Your objective :: Format every line of the material below as a JSON list of strings, one string per line. Skip blank lines and leave the pictures out.

Stored data ::
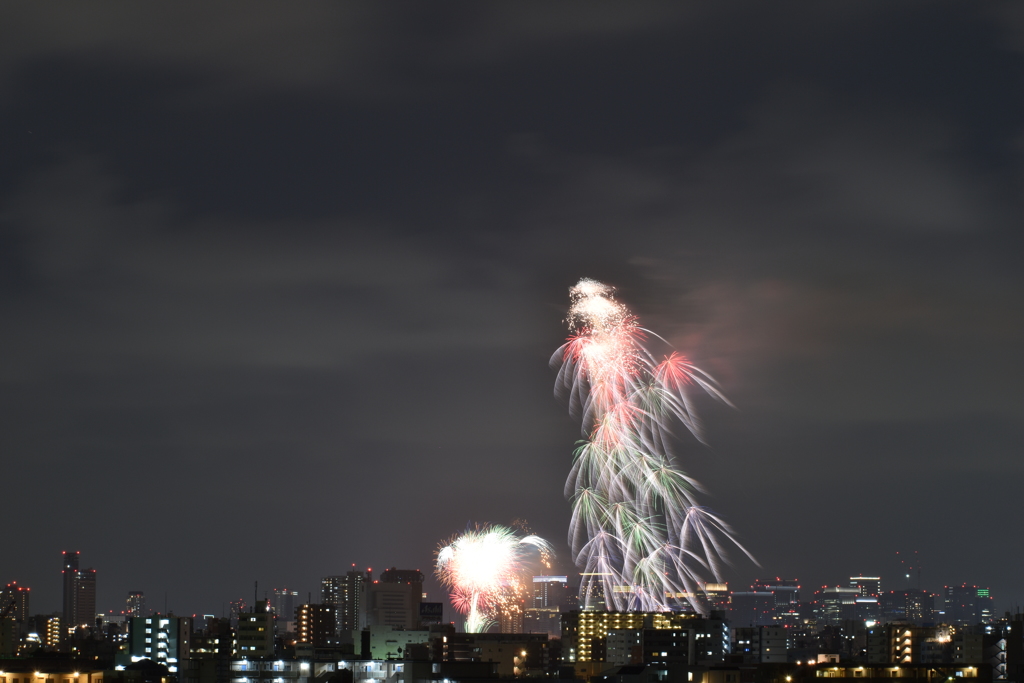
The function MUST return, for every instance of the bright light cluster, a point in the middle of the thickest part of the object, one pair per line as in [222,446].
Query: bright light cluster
[485,567]
[636,530]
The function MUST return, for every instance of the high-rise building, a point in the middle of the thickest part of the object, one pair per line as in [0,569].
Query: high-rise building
[85,598]
[14,601]
[161,638]
[255,633]
[314,625]
[586,634]
[283,606]
[968,605]
[395,599]
[869,587]
[836,603]
[236,608]
[135,604]
[550,596]
[345,594]
[69,575]
[79,594]
[750,608]
[910,604]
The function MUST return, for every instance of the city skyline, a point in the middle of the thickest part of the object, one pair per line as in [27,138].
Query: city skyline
[325,594]
[280,294]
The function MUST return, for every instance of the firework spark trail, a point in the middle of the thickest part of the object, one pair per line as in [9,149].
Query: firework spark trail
[485,568]
[636,529]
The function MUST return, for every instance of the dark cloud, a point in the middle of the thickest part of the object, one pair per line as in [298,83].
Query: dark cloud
[289,282]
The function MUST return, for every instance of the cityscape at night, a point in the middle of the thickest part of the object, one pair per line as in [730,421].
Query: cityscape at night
[458,342]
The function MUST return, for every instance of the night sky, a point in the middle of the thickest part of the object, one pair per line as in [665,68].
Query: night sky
[280,285]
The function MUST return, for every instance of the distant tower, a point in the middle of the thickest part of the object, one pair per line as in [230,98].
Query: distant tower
[314,625]
[868,586]
[345,595]
[135,604]
[18,597]
[69,574]
[394,600]
[283,605]
[79,595]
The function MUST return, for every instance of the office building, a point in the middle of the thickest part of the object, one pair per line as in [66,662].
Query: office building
[585,633]
[79,594]
[911,604]
[345,593]
[254,635]
[162,638]
[135,604]
[283,605]
[14,601]
[968,605]
[314,625]
[761,644]
[394,600]
[868,586]
[748,608]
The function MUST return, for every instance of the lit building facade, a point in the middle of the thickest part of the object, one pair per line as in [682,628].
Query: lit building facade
[254,636]
[585,633]
[161,638]
[394,600]
[345,593]
[968,605]
[79,594]
[314,625]
[135,604]
[14,601]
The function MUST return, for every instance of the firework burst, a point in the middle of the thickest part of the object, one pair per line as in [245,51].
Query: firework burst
[485,568]
[636,530]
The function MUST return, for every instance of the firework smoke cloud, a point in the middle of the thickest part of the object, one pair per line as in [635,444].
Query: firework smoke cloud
[486,568]
[636,530]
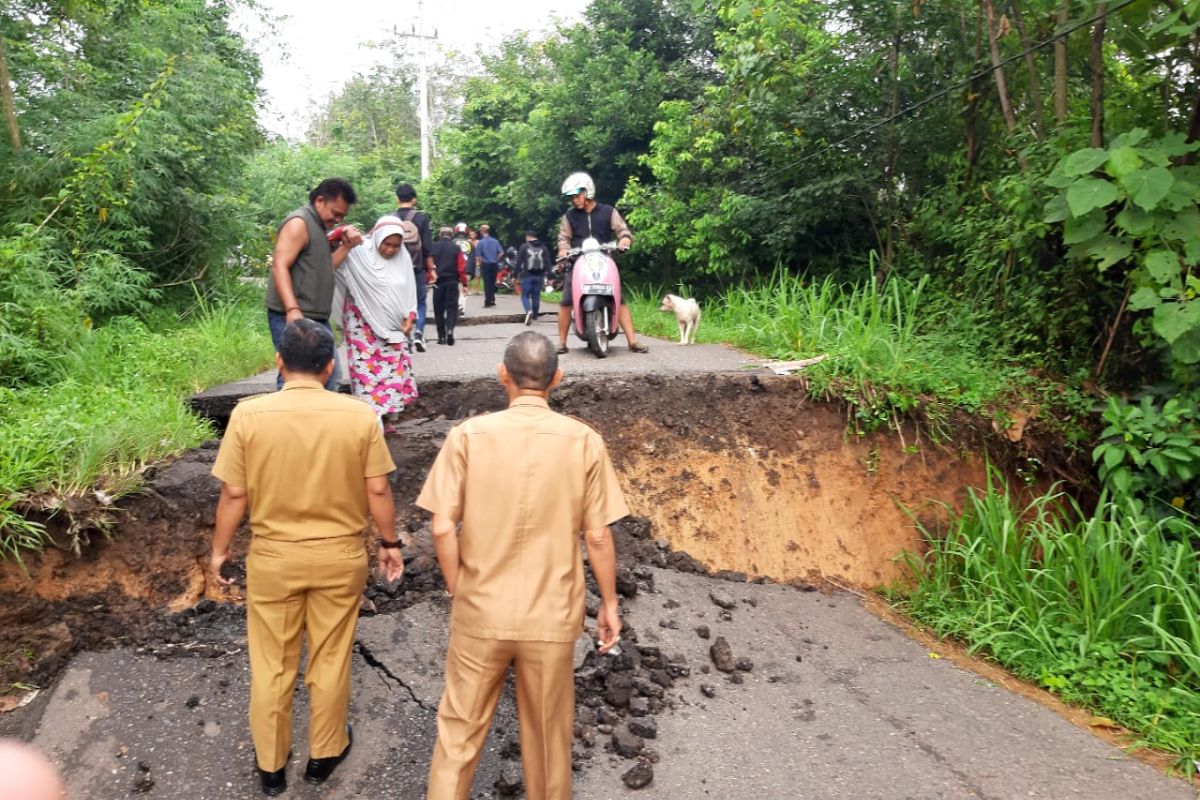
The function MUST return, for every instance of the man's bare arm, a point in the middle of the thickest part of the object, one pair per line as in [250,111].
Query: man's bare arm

Exercise response ::
[
  "The function MUST return, for every instance of the bright light cluster, a point in the middle of the thickest part of the object, one pair per line as in [222,446].",
  "Query: bright light cluster",
  "[485,567]",
  "[636,530]",
  "The function MUST return, for every instance of the high-rise building, a point in the middle of the thickest part of the object, one pair per line as in [0,569].",
  "Query: high-rise building",
  "[85,598]",
  "[14,601]",
  "[161,638]",
  "[255,633]",
  "[314,625]",
  "[586,634]",
  "[283,606]",
  "[968,605]",
  "[395,599]",
  "[869,587]",
  "[836,603]",
  "[236,608]",
  "[135,604]",
  "[550,596]",
  "[345,594]",
  "[69,575]",
  "[79,594]",
  "[750,608]",
  "[910,604]",
  "The function MUST return, for every instance of the city skyline, a point in the middle of the thickest part of the object, one pair per line as in [27,138].",
  "Query: city skyline",
  "[325,594]",
  "[280,294]",
  "The function MUST return, for every instance of the firework spark trail, a point in the middle of the thickest part of the object, one pair per line as in [9,149].",
  "Query: firework spark trail",
  "[485,568]",
  "[636,529]",
  "The function MUST return, for every instance of the dark cloud, a point in the middle of the thickest part of the object, one pair per line as in [298,83].",
  "Query: dark cloud",
  "[289,282]",
  "The function MUST return, for every instance of the cityscape at night, a point in the middle of the thickest part of the object, one pair per line as in [730,421].",
  "Query: cityscape at night",
  "[458,342]",
  "The function MUST return, for every instance of the night sky, a point in the middle of the thickest part of the object, one pair per line as in [665,68].",
  "Query: night sky",
  "[280,285]",
  "The function MUST return, for every instance of the distant tower, a point in the middle of the thickest part of the object, one pair per line as in [230,98].",
  "Query: distant tower",
  "[314,625]",
  "[868,586]",
  "[345,595]",
  "[135,604]",
  "[18,597]",
  "[69,574]",
  "[394,600]",
  "[283,605]",
  "[79,595]",
  "The function MUST return, for every instance of the office building, a point in the middle of the thickest part of the object, one pair per line as in [66,662].",
  "Query: office building",
  "[585,633]",
  "[79,594]",
  "[911,604]",
  "[345,593]",
  "[254,635]",
  "[162,638]",
  "[135,604]",
  "[283,605]",
  "[14,601]",
  "[968,605]",
  "[314,625]",
  "[761,644]",
  "[394,600]",
  "[868,586]",
  "[748,608]",
  "The function MUST return, for every instance of the lit building facade, a point in the middle of the thickest part of the object, one pair per line as in [682,628].",
  "Query: lit building facade",
  "[254,636]",
  "[585,633]",
  "[161,638]",
  "[394,600]",
  "[345,593]",
  "[968,605]",
  "[79,594]",
  "[314,625]",
  "[135,604]",
  "[14,601]",
  "The function MUST return, for every instance of the firework burst, a point in the middle of the thickest part of the object, one pair per line as in [245,51].",
  "Query: firework burst",
  "[485,568]",
  "[636,530]",
  "The function MUST return, for every instance of the firework smoke cloud, a point in the middle of the thickest part of the object, one pair per line as in [635,444].",
  "Query: firework smoke cloud",
  "[486,568]",
  "[636,530]",
  "The function MUST return, for every instance of the man's bare arm, a point in the middle of the thickest part of the object, one pair per line as in [250,111].",
  "Query: man's bare arm"
]